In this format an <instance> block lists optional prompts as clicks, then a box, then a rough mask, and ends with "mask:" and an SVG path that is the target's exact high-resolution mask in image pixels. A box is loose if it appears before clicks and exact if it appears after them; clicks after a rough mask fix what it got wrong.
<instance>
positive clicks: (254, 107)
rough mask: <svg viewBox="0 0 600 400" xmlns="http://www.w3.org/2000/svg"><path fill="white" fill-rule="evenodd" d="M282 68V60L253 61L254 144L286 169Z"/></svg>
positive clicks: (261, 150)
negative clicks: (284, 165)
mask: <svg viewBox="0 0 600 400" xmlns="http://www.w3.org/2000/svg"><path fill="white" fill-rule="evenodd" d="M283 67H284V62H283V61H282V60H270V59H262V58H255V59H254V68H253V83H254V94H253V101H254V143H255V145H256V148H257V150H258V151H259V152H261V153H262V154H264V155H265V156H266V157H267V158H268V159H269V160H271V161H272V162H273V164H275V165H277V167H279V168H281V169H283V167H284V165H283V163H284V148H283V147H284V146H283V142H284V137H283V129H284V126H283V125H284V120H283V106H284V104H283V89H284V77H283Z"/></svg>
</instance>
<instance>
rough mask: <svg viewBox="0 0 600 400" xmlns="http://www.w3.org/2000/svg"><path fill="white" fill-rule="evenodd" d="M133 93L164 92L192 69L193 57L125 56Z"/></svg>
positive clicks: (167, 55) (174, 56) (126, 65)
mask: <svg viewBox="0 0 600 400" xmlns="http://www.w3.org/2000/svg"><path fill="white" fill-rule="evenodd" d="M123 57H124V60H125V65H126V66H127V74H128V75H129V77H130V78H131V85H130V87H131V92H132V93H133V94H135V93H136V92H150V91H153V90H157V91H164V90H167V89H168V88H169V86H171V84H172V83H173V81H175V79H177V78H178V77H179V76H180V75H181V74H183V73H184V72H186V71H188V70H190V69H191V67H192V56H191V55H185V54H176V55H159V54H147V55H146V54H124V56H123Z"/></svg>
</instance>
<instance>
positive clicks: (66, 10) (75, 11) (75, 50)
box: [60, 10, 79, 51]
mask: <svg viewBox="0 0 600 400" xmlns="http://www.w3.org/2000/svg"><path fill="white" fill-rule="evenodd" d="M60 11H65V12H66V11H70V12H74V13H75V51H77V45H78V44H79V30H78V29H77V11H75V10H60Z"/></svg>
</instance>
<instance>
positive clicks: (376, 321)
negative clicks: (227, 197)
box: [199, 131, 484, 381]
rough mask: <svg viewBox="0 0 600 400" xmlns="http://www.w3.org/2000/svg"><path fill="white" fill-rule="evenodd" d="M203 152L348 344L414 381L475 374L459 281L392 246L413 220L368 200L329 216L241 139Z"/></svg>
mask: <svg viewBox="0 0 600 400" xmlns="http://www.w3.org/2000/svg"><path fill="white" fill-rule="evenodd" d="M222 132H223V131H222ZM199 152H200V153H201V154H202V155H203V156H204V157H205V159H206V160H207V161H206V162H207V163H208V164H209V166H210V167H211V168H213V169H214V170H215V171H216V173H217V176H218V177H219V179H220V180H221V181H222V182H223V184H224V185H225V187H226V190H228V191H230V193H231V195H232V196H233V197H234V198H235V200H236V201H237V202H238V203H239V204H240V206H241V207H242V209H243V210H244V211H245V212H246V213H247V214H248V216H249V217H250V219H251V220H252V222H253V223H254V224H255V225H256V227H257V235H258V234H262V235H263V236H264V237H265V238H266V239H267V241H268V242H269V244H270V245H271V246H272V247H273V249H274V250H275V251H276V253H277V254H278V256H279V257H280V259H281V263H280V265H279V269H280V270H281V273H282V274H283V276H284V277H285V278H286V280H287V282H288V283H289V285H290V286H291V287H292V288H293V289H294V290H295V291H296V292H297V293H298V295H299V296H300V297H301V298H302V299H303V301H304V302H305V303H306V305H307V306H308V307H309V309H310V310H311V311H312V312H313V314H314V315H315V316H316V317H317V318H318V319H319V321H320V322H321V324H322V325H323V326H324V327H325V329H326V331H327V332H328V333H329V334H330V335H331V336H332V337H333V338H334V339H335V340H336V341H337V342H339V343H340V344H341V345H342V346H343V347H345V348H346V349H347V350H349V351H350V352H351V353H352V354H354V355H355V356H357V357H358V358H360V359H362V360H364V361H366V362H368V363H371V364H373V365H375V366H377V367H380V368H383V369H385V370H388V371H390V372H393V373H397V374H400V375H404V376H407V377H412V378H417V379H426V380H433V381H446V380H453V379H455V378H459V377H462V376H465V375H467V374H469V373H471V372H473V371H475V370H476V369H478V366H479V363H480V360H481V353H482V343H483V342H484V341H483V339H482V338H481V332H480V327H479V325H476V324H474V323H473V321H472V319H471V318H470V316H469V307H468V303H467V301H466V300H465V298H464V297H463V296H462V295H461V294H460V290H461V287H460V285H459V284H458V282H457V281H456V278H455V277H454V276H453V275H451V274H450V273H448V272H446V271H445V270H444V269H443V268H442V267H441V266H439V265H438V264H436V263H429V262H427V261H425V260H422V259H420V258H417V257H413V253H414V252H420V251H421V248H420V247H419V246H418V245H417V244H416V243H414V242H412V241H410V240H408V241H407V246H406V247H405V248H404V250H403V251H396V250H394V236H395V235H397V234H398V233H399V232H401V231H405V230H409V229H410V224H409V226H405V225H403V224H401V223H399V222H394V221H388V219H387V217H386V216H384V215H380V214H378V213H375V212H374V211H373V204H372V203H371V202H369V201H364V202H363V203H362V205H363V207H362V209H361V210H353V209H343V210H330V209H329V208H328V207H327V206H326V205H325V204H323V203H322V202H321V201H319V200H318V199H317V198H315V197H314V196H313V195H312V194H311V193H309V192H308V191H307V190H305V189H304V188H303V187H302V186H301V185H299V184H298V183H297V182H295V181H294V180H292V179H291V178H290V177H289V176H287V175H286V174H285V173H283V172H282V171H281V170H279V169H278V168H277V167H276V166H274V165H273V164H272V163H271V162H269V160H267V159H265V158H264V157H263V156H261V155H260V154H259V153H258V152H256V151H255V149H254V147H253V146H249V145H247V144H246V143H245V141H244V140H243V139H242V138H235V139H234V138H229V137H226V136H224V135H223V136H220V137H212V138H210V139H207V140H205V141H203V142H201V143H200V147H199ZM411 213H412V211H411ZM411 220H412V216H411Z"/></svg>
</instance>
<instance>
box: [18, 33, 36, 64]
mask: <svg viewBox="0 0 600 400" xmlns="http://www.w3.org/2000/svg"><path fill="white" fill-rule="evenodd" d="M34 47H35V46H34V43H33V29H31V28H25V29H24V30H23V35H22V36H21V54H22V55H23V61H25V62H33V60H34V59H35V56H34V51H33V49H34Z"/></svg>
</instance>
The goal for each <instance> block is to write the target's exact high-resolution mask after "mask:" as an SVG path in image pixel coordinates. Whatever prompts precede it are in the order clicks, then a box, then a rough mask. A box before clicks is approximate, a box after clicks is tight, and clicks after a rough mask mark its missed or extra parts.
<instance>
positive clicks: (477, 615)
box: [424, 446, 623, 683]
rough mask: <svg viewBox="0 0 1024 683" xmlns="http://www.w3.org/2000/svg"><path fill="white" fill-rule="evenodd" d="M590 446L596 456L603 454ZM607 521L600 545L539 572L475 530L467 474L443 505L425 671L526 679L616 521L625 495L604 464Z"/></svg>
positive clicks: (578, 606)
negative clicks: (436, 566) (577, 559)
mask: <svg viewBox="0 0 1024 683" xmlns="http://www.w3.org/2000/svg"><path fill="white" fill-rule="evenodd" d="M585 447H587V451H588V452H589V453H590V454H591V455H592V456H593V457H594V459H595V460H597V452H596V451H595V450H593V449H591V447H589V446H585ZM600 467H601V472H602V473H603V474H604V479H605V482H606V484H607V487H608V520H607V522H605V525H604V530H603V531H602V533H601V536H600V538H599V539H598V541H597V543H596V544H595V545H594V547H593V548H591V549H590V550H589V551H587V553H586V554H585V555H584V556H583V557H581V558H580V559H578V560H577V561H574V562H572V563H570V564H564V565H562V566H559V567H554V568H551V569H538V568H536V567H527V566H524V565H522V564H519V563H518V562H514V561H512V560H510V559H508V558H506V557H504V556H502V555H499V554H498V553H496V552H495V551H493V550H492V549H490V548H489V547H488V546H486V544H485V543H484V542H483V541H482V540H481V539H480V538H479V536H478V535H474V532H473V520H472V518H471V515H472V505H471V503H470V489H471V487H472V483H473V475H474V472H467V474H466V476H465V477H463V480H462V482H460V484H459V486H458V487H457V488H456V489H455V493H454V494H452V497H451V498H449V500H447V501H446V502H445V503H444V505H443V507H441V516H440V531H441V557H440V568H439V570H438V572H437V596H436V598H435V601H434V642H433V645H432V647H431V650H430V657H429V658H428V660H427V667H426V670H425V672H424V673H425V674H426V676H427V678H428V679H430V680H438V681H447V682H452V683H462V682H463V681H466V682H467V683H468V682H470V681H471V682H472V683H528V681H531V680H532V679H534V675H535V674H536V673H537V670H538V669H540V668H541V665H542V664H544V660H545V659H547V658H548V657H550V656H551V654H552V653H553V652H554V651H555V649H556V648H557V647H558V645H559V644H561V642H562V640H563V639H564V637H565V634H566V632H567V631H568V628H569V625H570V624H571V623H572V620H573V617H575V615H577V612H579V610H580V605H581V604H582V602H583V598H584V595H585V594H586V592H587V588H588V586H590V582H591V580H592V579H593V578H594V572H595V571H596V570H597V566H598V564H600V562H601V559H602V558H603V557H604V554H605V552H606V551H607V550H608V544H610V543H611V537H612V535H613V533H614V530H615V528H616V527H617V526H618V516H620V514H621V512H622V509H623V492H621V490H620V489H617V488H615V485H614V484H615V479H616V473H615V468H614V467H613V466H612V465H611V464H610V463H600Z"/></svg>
=====
State how many lines in the records above contain the string "block". Reply with the number alone.

2